* _Brief_: Write out every line of the items below without any changes.

Records from a data collection
★ ★ ★ ★
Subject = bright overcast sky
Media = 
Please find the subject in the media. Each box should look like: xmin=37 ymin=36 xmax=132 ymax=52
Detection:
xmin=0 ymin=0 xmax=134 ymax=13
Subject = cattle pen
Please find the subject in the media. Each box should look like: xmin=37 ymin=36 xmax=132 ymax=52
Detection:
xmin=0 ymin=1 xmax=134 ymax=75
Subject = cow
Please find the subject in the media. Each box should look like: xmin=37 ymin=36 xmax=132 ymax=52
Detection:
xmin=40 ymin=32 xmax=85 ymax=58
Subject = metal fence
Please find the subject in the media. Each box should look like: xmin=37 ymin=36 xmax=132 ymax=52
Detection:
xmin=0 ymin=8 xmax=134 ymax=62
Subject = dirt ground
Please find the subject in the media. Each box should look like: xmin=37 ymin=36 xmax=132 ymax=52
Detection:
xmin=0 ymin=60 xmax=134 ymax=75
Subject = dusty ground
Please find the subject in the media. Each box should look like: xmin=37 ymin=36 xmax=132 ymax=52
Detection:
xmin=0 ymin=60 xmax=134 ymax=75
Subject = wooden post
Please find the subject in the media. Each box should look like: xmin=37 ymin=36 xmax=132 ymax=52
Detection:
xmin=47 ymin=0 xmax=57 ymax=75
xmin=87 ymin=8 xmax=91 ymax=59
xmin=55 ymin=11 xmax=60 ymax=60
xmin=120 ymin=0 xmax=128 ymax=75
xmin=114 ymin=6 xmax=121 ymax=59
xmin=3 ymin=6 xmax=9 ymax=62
★ ★ ★ ★
* _Result_:
Subject = bright overcast sky
Media = 
Please find the subject in the media. Each box should look like: xmin=37 ymin=36 xmax=132 ymax=52
Detection:
xmin=0 ymin=0 xmax=134 ymax=13
Subject = cattle pen
Please find the subject in the media. Each box should look like: xmin=37 ymin=36 xmax=132 ymax=52
Detection:
xmin=0 ymin=1 xmax=134 ymax=75
Subject = cow
Please find the subject in the media. Each box should look like: xmin=37 ymin=36 xmax=132 ymax=52
Detection:
xmin=40 ymin=32 xmax=85 ymax=58
Subject = metal fence
Please find the subject in the media. Each box should look like: xmin=37 ymin=36 xmax=132 ymax=52
Detection:
xmin=0 ymin=8 xmax=134 ymax=62
Subject = dirt ground
Please find the subject in the media. Each box should look like: xmin=37 ymin=36 xmax=132 ymax=52
Detection:
xmin=0 ymin=60 xmax=134 ymax=75
Subject = dusty ground
Please find the subject in the media. Each box should look like: xmin=37 ymin=36 xmax=132 ymax=52
Detection:
xmin=0 ymin=60 xmax=134 ymax=75
Subject = wooden post
Please find the subject in the media. Each box should look like: xmin=37 ymin=36 xmax=132 ymax=52
Detection:
xmin=47 ymin=0 xmax=57 ymax=75
xmin=87 ymin=8 xmax=91 ymax=59
xmin=55 ymin=11 xmax=60 ymax=60
xmin=120 ymin=0 xmax=128 ymax=75
xmin=114 ymin=6 xmax=121 ymax=59
xmin=3 ymin=6 xmax=9 ymax=62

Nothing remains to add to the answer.